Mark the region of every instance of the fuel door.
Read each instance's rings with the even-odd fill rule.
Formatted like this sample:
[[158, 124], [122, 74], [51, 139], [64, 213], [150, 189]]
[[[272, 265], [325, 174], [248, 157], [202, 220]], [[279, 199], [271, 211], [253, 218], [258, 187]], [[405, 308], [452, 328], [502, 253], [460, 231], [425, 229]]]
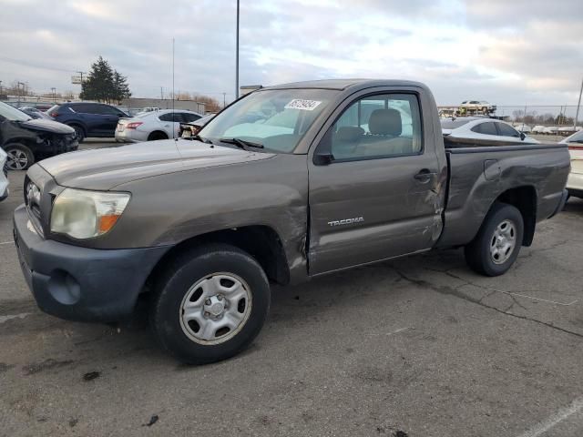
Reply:
[[500, 165], [497, 159], [486, 159], [484, 161], [484, 176], [486, 180], [496, 180], [500, 178]]

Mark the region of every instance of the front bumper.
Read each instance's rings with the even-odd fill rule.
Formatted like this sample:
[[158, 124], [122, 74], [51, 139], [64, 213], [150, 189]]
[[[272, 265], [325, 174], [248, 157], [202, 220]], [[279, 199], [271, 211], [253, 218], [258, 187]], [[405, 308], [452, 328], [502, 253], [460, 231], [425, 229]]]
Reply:
[[79, 321], [117, 321], [131, 315], [146, 279], [169, 249], [104, 250], [43, 239], [24, 205], [14, 213], [14, 237], [38, 307]]

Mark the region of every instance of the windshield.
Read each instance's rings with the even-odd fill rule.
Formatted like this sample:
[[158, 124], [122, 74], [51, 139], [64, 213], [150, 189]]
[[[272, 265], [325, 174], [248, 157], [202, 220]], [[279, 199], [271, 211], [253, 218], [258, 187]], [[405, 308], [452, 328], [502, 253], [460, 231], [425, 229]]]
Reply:
[[31, 117], [10, 105], [0, 102], [0, 117], [10, 121], [27, 121]]
[[257, 91], [217, 115], [200, 131], [211, 140], [239, 138], [270, 151], [291, 153], [337, 91]]

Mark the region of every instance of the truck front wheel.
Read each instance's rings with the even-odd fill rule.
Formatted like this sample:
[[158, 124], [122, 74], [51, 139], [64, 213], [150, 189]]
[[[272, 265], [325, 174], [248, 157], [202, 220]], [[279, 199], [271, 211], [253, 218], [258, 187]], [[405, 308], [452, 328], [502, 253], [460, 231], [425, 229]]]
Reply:
[[271, 301], [269, 281], [248, 253], [212, 244], [179, 255], [156, 281], [150, 324], [183, 362], [230, 358], [259, 334]]
[[518, 257], [523, 235], [520, 211], [512, 205], [496, 203], [474, 240], [465, 248], [468, 266], [486, 276], [506, 273]]

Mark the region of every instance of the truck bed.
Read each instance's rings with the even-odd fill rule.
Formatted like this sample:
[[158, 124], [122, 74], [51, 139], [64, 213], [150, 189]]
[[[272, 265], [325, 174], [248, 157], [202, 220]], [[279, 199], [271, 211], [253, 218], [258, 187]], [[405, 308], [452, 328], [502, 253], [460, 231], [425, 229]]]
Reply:
[[561, 202], [570, 168], [567, 146], [460, 146], [445, 142], [449, 183], [444, 231], [436, 246], [471, 241], [492, 203], [506, 192], [525, 204], [534, 202], [536, 217], [532, 223], [525, 223], [524, 243], [529, 245], [535, 223], [557, 213]]

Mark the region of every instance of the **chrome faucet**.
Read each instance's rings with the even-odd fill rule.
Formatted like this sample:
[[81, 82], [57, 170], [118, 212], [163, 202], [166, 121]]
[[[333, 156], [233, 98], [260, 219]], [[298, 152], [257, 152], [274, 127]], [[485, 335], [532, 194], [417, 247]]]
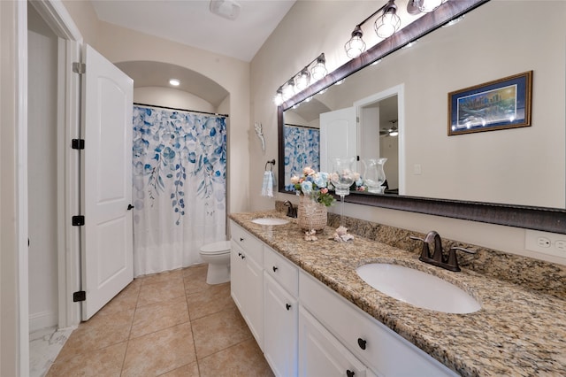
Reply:
[[[410, 239], [423, 242], [423, 249], [421, 250], [420, 257], [418, 257], [418, 260], [441, 268], [445, 268], [449, 271], [462, 271], [460, 269], [460, 266], [458, 265], [456, 250], [464, 251], [470, 254], [476, 253], [476, 251], [468, 249], [461, 247], [452, 247], [448, 250], [448, 255], [445, 255], [444, 251], [442, 250], [442, 240], [440, 239], [440, 235], [439, 235], [434, 230], [430, 231], [426, 235], [424, 239], [416, 237], [414, 235], [411, 235]], [[432, 241], [434, 241], [434, 250], [431, 254], [429, 244]]]
[[297, 217], [297, 209], [295, 207], [293, 207], [293, 203], [289, 202], [288, 200], [286, 200], [285, 202], [283, 202], [283, 205], [287, 207], [287, 215], [288, 217], [290, 218]]

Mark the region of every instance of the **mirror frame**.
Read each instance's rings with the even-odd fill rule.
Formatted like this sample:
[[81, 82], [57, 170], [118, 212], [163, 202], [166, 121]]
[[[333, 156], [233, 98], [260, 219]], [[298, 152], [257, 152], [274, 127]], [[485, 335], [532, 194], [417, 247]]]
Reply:
[[[488, 1], [458, 0], [445, 3], [433, 12], [423, 15], [278, 106], [279, 192], [288, 194], [285, 191], [285, 180], [281, 178], [285, 175], [283, 112]], [[566, 209], [362, 193], [351, 193], [345, 197], [345, 201], [356, 204], [566, 234]]]

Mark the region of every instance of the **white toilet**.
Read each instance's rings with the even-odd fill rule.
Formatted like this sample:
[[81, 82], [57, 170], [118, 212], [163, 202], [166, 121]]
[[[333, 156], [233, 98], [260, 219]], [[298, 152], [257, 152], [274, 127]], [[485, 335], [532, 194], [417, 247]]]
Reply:
[[208, 284], [230, 281], [230, 241], [207, 243], [201, 247], [201, 258], [209, 264]]

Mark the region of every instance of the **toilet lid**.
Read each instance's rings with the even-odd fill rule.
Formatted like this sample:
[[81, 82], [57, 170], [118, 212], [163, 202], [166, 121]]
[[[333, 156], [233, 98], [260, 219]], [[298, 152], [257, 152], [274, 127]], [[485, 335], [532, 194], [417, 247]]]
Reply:
[[230, 241], [207, 243], [201, 247], [201, 252], [203, 254], [224, 254], [228, 251], [230, 251]]

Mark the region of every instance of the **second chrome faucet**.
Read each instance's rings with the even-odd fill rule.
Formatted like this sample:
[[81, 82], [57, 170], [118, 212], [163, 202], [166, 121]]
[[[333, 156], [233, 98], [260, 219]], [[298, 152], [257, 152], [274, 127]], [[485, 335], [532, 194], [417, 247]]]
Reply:
[[[440, 238], [440, 235], [434, 230], [430, 231], [424, 239], [414, 235], [411, 235], [410, 239], [421, 241], [423, 242], [423, 249], [418, 260], [449, 271], [461, 271], [460, 266], [458, 265], [456, 250], [464, 251], [470, 254], [476, 253], [476, 251], [468, 249], [452, 247], [448, 250], [447, 255], [446, 255], [442, 250], [442, 239]], [[434, 250], [431, 252], [429, 245], [432, 242], [434, 242]]]

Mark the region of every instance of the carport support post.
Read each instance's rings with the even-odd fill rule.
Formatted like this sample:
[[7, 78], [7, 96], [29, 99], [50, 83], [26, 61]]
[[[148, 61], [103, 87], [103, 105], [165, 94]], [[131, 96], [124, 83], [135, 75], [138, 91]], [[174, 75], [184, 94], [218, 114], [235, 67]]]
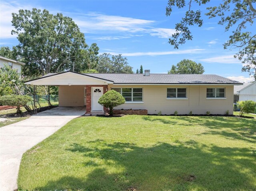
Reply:
[[34, 93], [33, 95], [33, 98], [34, 101], [34, 113], [36, 114], [37, 113], [37, 108], [36, 107], [36, 85], [34, 86]]
[[49, 107], [52, 105], [52, 104], [51, 104], [51, 102], [50, 101], [50, 86], [48, 86], [48, 105]]

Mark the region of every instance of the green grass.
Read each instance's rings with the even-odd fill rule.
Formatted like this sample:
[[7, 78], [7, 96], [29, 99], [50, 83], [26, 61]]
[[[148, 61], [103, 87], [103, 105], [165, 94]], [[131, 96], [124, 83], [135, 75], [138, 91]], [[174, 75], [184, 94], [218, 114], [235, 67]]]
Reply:
[[[234, 115], [239, 115], [239, 111], [234, 111]], [[256, 117], [256, 114], [254, 115], [253, 114], [246, 114], [245, 113], [243, 114], [244, 116], [247, 116], [248, 117], [252, 117], [254, 118]]]
[[20, 190], [255, 191], [256, 120], [80, 117], [25, 153]]
[[[57, 106], [58, 104], [58, 102], [53, 102], [52, 103], [52, 104], [53, 106]], [[48, 104], [47, 102], [45, 102], [42, 103], [40, 105], [41, 107], [45, 107], [48, 106]], [[26, 111], [24, 107], [22, 107], [20, 109], [22, 112]], [[16, 109], [0, 110], [0, 127], [24, 120], [30, 117], [30, 116], [20, 116], [17, 115], [12, 115], [12, 114], [15, 114], [16, 110]], [[1, 118], [4, 119], [4, 120], [2, 121]]]

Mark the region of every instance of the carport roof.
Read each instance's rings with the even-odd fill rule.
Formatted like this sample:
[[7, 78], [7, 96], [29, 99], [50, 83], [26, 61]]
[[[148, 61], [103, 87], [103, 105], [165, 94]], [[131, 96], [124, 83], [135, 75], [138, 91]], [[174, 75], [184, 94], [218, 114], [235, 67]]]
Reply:
[[[143, 74], [116, 74], [116, 73], [86, 73], [81, 74], [68, 71], [100, 79], [110, 82], [114, 85], [118, 84], [224, 84], [242, 85], [243, 84], [236, 81], [215, 75], [204, 74], [150, 74], [146, 76]], [[28, 81], [32, 82], [39, 79], [46, 78], [65, 73], [50, 73], [35, 80]]]

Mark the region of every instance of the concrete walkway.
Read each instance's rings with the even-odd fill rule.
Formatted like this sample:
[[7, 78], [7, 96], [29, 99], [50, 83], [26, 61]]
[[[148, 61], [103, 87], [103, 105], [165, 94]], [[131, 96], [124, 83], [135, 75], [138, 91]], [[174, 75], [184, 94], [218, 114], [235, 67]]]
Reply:
[[23, 153], [85, 111], [83, 107], [57, 107], [0, 128], [0, 191], [17, 188]]

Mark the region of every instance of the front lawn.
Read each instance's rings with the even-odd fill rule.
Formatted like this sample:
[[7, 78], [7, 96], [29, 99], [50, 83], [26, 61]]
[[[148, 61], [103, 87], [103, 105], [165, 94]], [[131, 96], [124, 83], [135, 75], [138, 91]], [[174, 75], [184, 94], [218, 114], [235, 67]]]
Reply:
[[[239, 111], [234, 111], [234, 114], [236, 115], [239, 115]], [[252, 117], [254, 118], [256, 118], [256, 114], [250, 114], [250, 113], [244, 113], [244, 115], [247, 117]]]
[[[54, 102], [52, 104], [53, 106], [57, 106], [58, 102]], [[41, 107], [48, 106], [48, 104], [46, 102], [41, 104]], [[20, 110], [22, 112], [21, 115], [16, 114], [17, 110], [15, 108], [0, 110], [0, 127], [24, 120], [33, 114], [32, 113], [27, 112], [24, 107], [21, 107]]]
[[23, 155], [22, 190], [255, 191], [256, 120], [80, 117]]

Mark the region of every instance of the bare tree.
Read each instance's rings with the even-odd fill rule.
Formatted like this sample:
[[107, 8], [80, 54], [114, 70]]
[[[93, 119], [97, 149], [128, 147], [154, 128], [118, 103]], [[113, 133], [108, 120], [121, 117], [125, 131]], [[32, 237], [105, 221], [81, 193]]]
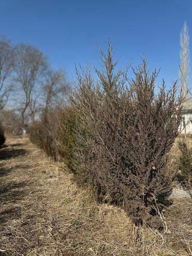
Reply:
[[43, 84], [43, 102], [45, 114], [50, 109], [65, 103], [70, 86], [63, 71], [50, 69], [47, 73]]
[[14, 66], [14, 53], [11, 43], [0, 36], [0, 110], [6, 104], [12, 86], [10, 75]]
[[182, 31], [180, 34], [180, 78], [183, 93], [184, 97], [186, 97], [188, 90], [188, 74], [189, 72], [189, 36], [186, 23], [185, 22]]
[[26, 128], [26, 114], [34, 116], [37, 99], [39, 96], [40, 80], [48, 67], [47, 58], [37, 48], [20, 44], [15, 47], [15, 81], [19, 87], [19, 105], [21, 112], [22, 124]]

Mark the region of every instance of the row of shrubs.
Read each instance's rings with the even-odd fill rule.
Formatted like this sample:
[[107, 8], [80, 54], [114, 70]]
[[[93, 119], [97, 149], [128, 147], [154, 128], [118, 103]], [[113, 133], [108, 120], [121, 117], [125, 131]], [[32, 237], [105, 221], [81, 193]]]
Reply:
[[[176, 83], [156, 86], [146, 62], [116, 70], [112, 49], [101, 52], [103, 69], [77, 70], [71, 104], [43, 115], [31, 141], [62, 158], [100, 201], [120, 206], [136, 224], [150, 225], [167, 205], [174, 172], [170, 151], [179, 133], [183, 98]], [[156, 224], [155, 224], [156, 225]]]

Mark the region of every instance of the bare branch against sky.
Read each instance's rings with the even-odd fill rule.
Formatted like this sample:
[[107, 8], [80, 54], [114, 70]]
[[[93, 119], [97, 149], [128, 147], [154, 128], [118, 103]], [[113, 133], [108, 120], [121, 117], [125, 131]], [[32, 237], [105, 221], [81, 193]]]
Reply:
[[182, 31], [180, 34], [180, 78], [181, 85], [183, 88], [183, 95], [186, 97], [187, 87], [189, 88], [189, 73], [190, 71], [189, 57], [189, 36], [186, 22], [184, 23]]

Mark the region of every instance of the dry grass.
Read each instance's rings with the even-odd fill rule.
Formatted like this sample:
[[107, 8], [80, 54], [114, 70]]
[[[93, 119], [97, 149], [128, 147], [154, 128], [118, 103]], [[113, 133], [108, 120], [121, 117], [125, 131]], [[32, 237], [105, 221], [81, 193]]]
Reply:
[[95, 203], [28, 138], [7, 144], [0, 150], [2, 256], [191, 255], [190, 199], [173, 202], [163, 233], [143, 230], [120, 208]]

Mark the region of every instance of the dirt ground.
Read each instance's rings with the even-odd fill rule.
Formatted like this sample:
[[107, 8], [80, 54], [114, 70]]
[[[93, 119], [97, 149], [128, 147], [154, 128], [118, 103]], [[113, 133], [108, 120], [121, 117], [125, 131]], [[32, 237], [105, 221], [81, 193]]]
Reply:
[[89, 191], [28, 138], [8, 137], [0, 150], [0, 255], [192, 255], [190, 198], [173, 202], [159, 233], [135, 227]]

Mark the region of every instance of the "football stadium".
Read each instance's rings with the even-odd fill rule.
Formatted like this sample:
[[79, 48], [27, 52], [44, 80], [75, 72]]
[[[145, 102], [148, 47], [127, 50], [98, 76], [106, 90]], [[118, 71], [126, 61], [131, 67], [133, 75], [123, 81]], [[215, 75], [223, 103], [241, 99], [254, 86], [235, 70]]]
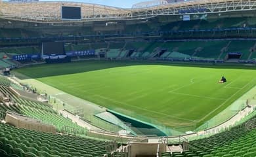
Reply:
[[0, 157], [255, 157], [256, 0], [0, 0]]

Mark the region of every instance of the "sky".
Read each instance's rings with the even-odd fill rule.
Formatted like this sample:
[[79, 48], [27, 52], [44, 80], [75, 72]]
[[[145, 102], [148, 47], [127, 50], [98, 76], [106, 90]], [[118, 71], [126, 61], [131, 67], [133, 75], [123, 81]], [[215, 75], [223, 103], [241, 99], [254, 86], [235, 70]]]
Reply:
[[131, 8], [133, 5], [147, 0], [39, 0], [40, 1], [75, 1], [89, 3], [119, 8]]

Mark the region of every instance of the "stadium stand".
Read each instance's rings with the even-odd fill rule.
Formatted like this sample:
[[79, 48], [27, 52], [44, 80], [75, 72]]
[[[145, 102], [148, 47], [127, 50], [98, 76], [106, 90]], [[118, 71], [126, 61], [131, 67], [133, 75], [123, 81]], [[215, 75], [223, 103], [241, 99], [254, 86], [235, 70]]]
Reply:
[[[207, 1], [187, 1], [173, 6], [122, 9], [72, 2], [9, 4], [0, 0], [0, 69], [16, 67], [17, 61], [37, 63], [32, 59], [14, 61], [12, 58], [16, 55], [40, 54], [40, 45], [44, 41], [64, 42], [66, 52], [93, 52], [93, 54], [72, 56], [74, 60], [123, 58], [179, 63], [256, 63], [255, 0], [238, 0], [237, 3], [221, 0], [216, 6]], [[81, 18], [63, 21], [59, 9], [67, 5], [81, 7]], [[210, 5], [211, 8], [202, 7]], [[228, 6], [234, 10], [224, 10]], [[156, 15], [156, 12], [160, 13]], [[188, 20], [185, 17], [188, 14]], [[228, 55], [232, 53], [240, 56], [229, 60]], [[127, 152], [116, 151], [119, 145], [116, 141], [88, 137], [89, 130], [49, 104], [17, 96], [13, 89], [24, 90], [23, 86], [0, 77], [0, 97], [3, 98], [0, 119], [4, 122], [8, 112], [20, 114], [54, 126], [56, 133], [17, 128], [1, 122], [0, 156], [128, 156]], [[256, 130], [247, 130], [245, 124], [253, 118], [255, 111], [236, 122], [232, 128], [207, 137], [197, 136], [196, 140], [189, 141], [188, 151], [163, 152], [161, 156], [256, 156]], [[140, 131], [138, 130], [138, 132]], [[104, 135], [100, 132], [98, 137]]]
[[[255, 117], [255, 113], [253, 116]], [[247, 130], [243, 123], [230, 130], [190, 141], [189, 151], [172, 154], [169, 152], [162, 152], [161, 156], [255, 156], [255, 135], [256, 130]]]
[[[103, 156], [108, 152], [107, 150], [113, 150], [113, 143], [89, 138], [85, 135], [84, 128], [59, 115], [49, 105], [16, 97], [8, 88], [11, 84], [9, 80], [0, 77], [1, 96], [9, 97], [12, 102], [0, 103], [1, 119], [4, 119], [7, 111], [24, 114], [40, 120], [43, 123], [53, 124], [58, 132], [68, 133], [69, 135], [16, 128], [0, 123], [1, 156], [93, 157]], [[71, 129], [63, 131], [64, 126]], [[74, 135], [79, 130], [85, 133], [84, 137], [70, 135]]]

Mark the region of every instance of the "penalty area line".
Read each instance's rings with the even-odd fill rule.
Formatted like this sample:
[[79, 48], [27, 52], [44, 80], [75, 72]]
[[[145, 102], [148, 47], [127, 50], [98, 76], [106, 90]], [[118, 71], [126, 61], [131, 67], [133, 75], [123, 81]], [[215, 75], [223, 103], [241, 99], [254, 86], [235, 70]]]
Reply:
+ + +
EXERCISE PROMPT> Write out the listing above from its first line through the line containing "153], [337, 91]]", including both of those lines. Leave out the pictures.

WRITTEN SOLUTION>
Mark the region of every instance of the fuel door.
Read each instance's rings with the even-odd fill rule.
Formatted like this sample:
[[158, 124], [122, 74], [51, 139], [64, 213], [150, 189]]
[[[272, 265], [325, 174], [248, 157], [202, 220]], [[279, 199], [271, 211], [253, 218], [258, 187]], [[405, 308], [452, 328], [502, 253], [460, 231], [425, 229]]]
Reply:
[[500, 165], [497, 159], [486, 159], [484, 161], [484, 176], [486, 180], [496, 180], [500, 178]]

Mark the region of every instance of the front bumper.
Read each instance's rings with the even-odd fill rule.
Formatted like this sample:
[[158, 124], [122, 74], [51, 139], [64, 213], [150, 189]]
[[[272, 265], [325, 174], [248, 157], [202, 220]], [[279, 199], [271, 211], [253, 218], [258, 187]], [[405, 308], [452, 328], [502, 253], [460, 231], [425, 229]]]
Reply:
[[79, 321], [117, 321], [131, 315], [146, 279], [169, 249], [104, 250], [43, 239], [24, 205], [14, 213], [14, 237], [38, 307]]

Mark the region of every instance of the windshield.
Read each instance's rings with the even-odd fill rule.
Formatted like this sample:
[[158, 124], [122, 74], [51, 139], [64, 213], [150, 189]]
[[[272, 265], [325, 174], [248, 157], [202, 220]], [[279, 199], [271, 211], [253, 218], [258, 187]], [[405, 308], [452, 328], [502, 253], [460, 231], [425, 229]]]
Reply:
[[31, 117], [10, 105], [0, 102], [0, 117], [10, 121], [27, 121]]
[[257, 91], [217, 115], [200, 131], [211, 140], [239, 138], [270, 151], [291, 153], [337, 91]]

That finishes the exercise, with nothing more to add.